Synchronization (computer science)

In computer science, synchronization refers to one of two distinct but related concepts: synchronization of processes, and synchronization of data. Process synchronization refers to the idea that multiple processes are to join up or handshake at a certain point, in order to reach an agreement or commit to a certain sequence of action. Data synchronization refers to the idea of keeping multiple copies of a dataset in coherence with one another, or to maintain data integrity. Process synchronization primitives are commonly used to implement data synchronization.

Thread or process synchronization

Figure 1: Three processes accessing a shared resource (critical section) simultaneously.

Thread synchronization is defined as a mechanism which ensures that two or more concurrent processes or threads do not simultaneously execute some particular program segment known as critical section. When one thread starts executing the critical section (serialized segment of the program) the other thread should wait until the first thread finishes. If proper synchronization techniques[1] are not applied, it may cause a race condition where, the values of variables may be unpredictable and vary depending on the timings of context switches of the processes or threads.

For example, suppose that there are three processes namely, 1, 2 and 3. All three of them are concurrently executing and then need to share a common resource (critical section) as shown in Figure 1. Synchronization should be used here to avoid any conflicts for accessing this shared resource. Hence, when Process 1 and 2 both try to access that resource it should be assigned to only one process at a time. If it is assigned to Process 1, the other process (Process 2) needs to wait until Process 1 frees that resource (as shown in Figure 2). [2]

Figure 2: A process accessing a shared resource if available, based on some synchronization technique.

========================================

The exercise —
Answer these from the text on synchronization in computer science:
1. What two concepts can synchronization refer to?
2. What is the program segment called that two or more threads must not execute at the same time?
3. In the three-process example, what must Process 2 do if the resource is assigned to Process 1?

========================================

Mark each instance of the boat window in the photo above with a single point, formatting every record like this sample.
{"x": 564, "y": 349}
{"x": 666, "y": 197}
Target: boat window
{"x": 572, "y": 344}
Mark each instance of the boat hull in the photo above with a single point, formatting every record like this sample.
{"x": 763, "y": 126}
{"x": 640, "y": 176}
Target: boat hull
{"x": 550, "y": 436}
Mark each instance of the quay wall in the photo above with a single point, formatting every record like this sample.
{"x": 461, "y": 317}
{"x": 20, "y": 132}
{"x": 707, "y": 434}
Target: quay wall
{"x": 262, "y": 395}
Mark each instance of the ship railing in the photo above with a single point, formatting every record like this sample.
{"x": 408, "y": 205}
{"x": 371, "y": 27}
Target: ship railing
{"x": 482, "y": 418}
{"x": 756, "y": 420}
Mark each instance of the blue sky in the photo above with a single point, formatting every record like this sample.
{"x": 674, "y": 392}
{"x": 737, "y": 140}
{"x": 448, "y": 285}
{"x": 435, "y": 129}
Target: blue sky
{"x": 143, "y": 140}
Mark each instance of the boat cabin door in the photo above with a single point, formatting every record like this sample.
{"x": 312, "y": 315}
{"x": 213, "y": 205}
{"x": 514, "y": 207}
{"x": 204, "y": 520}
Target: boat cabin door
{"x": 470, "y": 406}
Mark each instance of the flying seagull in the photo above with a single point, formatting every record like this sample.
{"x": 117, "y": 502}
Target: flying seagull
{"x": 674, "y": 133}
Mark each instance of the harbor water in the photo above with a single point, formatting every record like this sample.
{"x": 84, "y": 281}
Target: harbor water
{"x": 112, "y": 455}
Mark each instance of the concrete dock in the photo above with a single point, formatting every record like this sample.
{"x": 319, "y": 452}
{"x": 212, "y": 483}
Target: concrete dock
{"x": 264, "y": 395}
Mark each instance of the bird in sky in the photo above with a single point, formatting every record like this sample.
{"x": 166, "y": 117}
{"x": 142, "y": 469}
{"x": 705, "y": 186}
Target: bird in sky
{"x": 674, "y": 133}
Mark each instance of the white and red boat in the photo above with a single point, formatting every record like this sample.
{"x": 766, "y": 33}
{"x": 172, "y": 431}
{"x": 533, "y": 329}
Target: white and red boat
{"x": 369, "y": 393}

========================================

Task result —
1. Synchronization of processes and synchronization of data.
2. The critical section.
3. Wait until Process 1 frees that resource.